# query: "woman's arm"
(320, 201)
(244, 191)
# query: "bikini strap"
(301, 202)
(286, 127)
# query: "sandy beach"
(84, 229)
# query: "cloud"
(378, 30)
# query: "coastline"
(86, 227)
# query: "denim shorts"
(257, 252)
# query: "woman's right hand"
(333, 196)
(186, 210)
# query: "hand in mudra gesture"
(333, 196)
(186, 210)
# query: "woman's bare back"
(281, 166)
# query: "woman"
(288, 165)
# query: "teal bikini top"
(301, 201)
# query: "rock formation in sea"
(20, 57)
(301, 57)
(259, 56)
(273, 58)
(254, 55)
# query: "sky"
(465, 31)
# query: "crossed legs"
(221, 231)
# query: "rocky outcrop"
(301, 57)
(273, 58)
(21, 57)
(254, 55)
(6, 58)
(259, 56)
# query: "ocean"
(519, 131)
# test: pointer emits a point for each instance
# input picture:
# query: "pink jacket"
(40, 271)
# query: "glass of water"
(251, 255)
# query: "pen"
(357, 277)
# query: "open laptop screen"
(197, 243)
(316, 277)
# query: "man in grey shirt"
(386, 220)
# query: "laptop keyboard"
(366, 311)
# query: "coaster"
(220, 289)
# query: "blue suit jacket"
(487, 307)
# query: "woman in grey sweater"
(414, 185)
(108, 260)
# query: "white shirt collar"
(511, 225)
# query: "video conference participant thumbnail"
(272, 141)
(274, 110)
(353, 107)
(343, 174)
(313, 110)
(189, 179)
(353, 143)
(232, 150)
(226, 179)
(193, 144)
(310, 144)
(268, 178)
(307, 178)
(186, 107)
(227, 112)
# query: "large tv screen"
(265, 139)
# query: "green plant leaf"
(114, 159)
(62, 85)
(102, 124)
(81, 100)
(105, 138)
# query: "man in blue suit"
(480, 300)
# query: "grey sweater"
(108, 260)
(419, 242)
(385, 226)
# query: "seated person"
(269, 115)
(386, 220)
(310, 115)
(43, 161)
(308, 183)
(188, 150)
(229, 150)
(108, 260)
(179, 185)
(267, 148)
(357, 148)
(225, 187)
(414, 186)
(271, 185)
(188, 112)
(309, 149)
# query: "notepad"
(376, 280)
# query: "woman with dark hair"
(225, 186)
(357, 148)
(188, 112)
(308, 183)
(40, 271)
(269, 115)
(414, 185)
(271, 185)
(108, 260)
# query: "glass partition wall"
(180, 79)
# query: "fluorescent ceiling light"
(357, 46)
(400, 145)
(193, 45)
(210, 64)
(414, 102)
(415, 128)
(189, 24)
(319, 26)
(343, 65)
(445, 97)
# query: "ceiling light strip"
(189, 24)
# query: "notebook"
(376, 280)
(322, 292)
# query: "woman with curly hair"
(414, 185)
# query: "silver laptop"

Problem statement |
Every entry above should be returned exactly as written.

Exercise answer |
# query: "woman's arm"
(320, 201)
(244, 191)
# query: "bikini strap"
(301, 202)
(286, 127)
# query: "sandy beach"
(84, 229)
# query: "cloud"
(378, 30)
# query: "coastline"
(86, 227)
# query: "denim shorts"
(257, 252)
# query: "woman's right hand"
(333, 196)
(186, 210)
# query: "hand in mudra gesture"
(333, 196)
(186, 210)
# query: "woman's bare back"
(281, 166)
# query: "woman"
(288, 165)
# query: "teal bikini top"
(301, 201)
# query: "rock formation in sea"
(20, 57)
(301, 57)
(259, 56)
(273, 58)
(254, 55)
# query: "sky"
(465, 31)
# query: "crossed legs"
(221, 231)
# query: "rocky outcrop"
(301, 57)
(273, 58)
(21, 57)
(254, 55)
(6, 58)
(259, 56)
# query: "ocean"
(519, 131)
# test: pointer emits a point for each instance
# input picture:
# query: "pink jacket"
(40, 271)
# query: "glass of water"
(251, 255)
# query: "pen"
(357, 277)
# query: "open laptop screen"
(197, 243)
(316, 277)
# query: "man in grey shirt"
(386, 220)
# query: "laptop keyboard"
(366, 311)
# query: "coaster"
(220, 289)
# query: "blue suit jacket"
(487, 307)
# query: "woman in grey sweater"
(414, 185)
(108, 260)
# query: "white shirt collar"
(511, 225)
# query: "video conference participant thumbnail"
(272, 141)
(274, 110)
(353, 107)
(343, 174)
(313, 110)
(189, 179)
(353, 143)
(232, 150)
(226, 179)
(193, 144)
(310, 144)
(268, 178)
(307, 178)
(186, 107)
(227, 112)
# query: "large tv screen"
(265, 139)
# query: "green plant leaf"
(114, 159)
(62, 85)
(102, 124)
(81, 100)
(105, 138)
# query: "man in blue suit"
(480, 300)
# query: "grey sweater"
(108, 260)
(419, 242)
(385, 226)
# query: "seated person"
(269, 115)
(386, 220)
(310, 115)
(43, 161)
(308, 183)
(188, 150)
(229, 150)
(108, 260)
(179, 185)
(267, 148)
(357, 148)
(225, 187)
(414, 186)
(271, 185)
(188, 112)
(309, 149)
# query: "notepad"
(376, 280)
# query: "woman with dark hair"
(225, 186)
(357, 148)
(188, 112)
(308, 183)
(40, 271)
(269, 115)
(414, 185)
(271, 185)
(108, 260)
# query: "glass partition wall"
(180, 79)
# query: "fluorescent ceiling light"
(357, 46)
(400, 145)
(193, 45)
(210, 64)
(414, 102)
(415, 128)
(189, 24)
(319, 26)
(343, 65)
(445, 97)
# query: "ceiling light strip"
(189, 24)
# query: "notebook"
(376, 280)
(322, 292)
# query: "woman with curly hair"
(414, 185)
# query: "silver laptop"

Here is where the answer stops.